Le prossime elezioni comunali di Vibo Valentia non passeranno in sordina e sono destinate a cambiare assetti ed equilibri dell’intera politica regionale.
E se a destra il vibonese Giuseppe Mangialavori si “gioca” il ruolo di coordinatore regionale di Forza Italia puntando tutto sulla riconferma della sindaca Maria Limardo, al centro il Terzo Polo, dopo il flop alle politiche, deve dimostrare la sua esistenza (con vari “big – azionisti”, leggasi Stefano Luciano, Francesco De Nisi & co., pronti a far le scarpe a Mangialavori).
E a sinistra? L’era di “Irto-landia” nel Pd, con una decantata finta unità regionale e una stuola di problemi politici da lasciare sotto il tappeto, deve affrontare la prova delle urne.
Proprio a Vibo Valentia si è tenuta lo scorso settembre la Festa regionale dell’Unità con tanto di comizio di Elly Schlein in cui affermava: “anche la Calabria ha diritto a costruirsi un futuro migliore!”.
A non aver un futuro migliore all’orizzonte, pare, però, essere proprio il Partito Democratico vibonese che si prepara all’ennesimo Harakiri politico per provare a “tutelare” il destino politico di pochi.
Una scelta “amarcord”
Rinnovamento e rottamazione non la fanno proprio da padrone nel Pd vibonese, deciso a candidare a Sindaco l’odontoiatra Vincenzo (Enzo) Romeo. Una figura non proprio di primo pelo nello scenario politico locale. Romeo, difatti, è stato il primo Presidente della Provincia di Vibo Valentia all’epoca dell’istituzione dell’ente Provincia. Correva l’anno 1995.

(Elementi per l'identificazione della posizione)
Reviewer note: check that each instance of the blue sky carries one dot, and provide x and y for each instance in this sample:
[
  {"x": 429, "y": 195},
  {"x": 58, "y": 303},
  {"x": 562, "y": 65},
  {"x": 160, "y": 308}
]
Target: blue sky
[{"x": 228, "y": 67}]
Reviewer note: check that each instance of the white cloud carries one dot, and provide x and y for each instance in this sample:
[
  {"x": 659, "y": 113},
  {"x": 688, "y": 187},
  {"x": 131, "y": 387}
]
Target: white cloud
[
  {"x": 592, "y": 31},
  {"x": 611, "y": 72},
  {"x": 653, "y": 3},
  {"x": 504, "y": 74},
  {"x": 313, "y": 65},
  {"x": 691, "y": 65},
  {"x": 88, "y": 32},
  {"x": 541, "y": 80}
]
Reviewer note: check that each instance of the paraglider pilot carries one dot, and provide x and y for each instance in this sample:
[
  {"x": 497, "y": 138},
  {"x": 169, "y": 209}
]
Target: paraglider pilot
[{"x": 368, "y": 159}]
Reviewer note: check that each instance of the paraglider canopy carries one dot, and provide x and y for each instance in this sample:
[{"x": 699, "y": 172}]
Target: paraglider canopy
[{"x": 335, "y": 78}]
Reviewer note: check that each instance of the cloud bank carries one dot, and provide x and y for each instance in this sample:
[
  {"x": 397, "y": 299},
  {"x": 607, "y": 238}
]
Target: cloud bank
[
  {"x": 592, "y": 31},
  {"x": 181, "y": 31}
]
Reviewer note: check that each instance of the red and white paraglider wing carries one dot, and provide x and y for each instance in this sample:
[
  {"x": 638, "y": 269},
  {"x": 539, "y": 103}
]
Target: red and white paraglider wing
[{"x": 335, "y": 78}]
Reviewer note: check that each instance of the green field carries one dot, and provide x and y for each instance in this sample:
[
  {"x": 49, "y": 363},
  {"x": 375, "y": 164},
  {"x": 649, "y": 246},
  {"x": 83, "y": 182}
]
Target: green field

Istruzioni di lavoro:
**a)** Ripeti tali e quali le righe dei record, partendo da quella che contiene "Reviewer note: check that each instance of the cloud" e arrivando fino alla fine dei record, estremi compresi.
**b)** Riprendi l'articolo sulle comunali di Vibo Valentia e continualo da dove si ferma.

Risultati:
**a)**
Reviewer note: check that each instance of the cloud bank carries one dot, and provide x and y for each instance in this sample:
[
  {"x": 397, "y": 299},
  {"x": 607, "y": 238}
]
Target: cloud bank
[
  {"x": 592, "y": 31},
  {"x": 181, "y": 31}
]
Reviewer note: check that each instance of the red and white paraglider wing carries one dot, and provide x and y for each instance in this sample:
[
  {"x": 638, "y": 269},
  {"x": 539, "y": 103}
]
Target: red and white paraglider wing
[{"x": 335, "y": 78}]
Reviewer note: check that each instance of the green field carries one dot, and provide x and y for each instance in this sample:
[
  {"x": 49, "y": 363},
  {"x": 375, "y": 164},
  {"x": 649, "y": 246},
  {"x": 83, "y": 182}
]
Target: green field

**b)**
Nel 2000, concluso il suo mandato provinciale (gli fece seguito il democristiano Ottavio Bruni), il buon Romeo si candidò alle elezioni regionali con il centrodestra a favore di Giuseppe Chiaravalloti nella lista CDU, ottenendo 1107 preferenze personali.
Dal 2008 al 2010, invece, Romeo fu assessore comunale della Giunta guidata Franco Sammarco, subentrando alla moglie (la vera regista politica del marito), Assunta Franca Anna Achille. Questo “switch” familistico fece molto scalpore all’epoca, ma si replicò con la candidatura alle regionali della stessa “Lady Romeo” alle elezioni del 2010 (aggiunse il cognome del marito nella scheda), venendo candidata con la lista “Autonomia e diritti” di Agazio Loiero e ottenendo 294 preferenze personali (ma “reggendo” la lista a favore dell’eletto, Ottavio Bruni). Successivamente, Romeo è stato Presidente del Pd Provinciale e non ha lesinato pubbliche considerazioni “al miele” sul Pd di “Irto-Landia”.
Il suo nome, però, è inviso al M5S e a più di un “outsider” progressista, nonchè al consigliere regionale del Pd di Vibo Valentia, Raffaele Mammoliti. Lo stesso senatore Nicola Irto sta storcendo il naso e sarebbe propenso a non concedere il simbolo in caso di sfaldamento totale della coalizione progressista.
I 4 gatti del Pd di Vibo
Dopo la defezione dell’ex candidato sindaco (del 2019) Stefano Luciano e del suo gruppo, migrato tra le fila calendiane e dopo i vari dissidi tra segreteria comunale e provinciale, nel Pd cittadino a Vibo Valentia sono rimasti veramente in pochi. E chi rimane, sussurrano i maligni, cerca di salvaguardare rendite di posizione o il sogno di seggi consiliari (di minoranza).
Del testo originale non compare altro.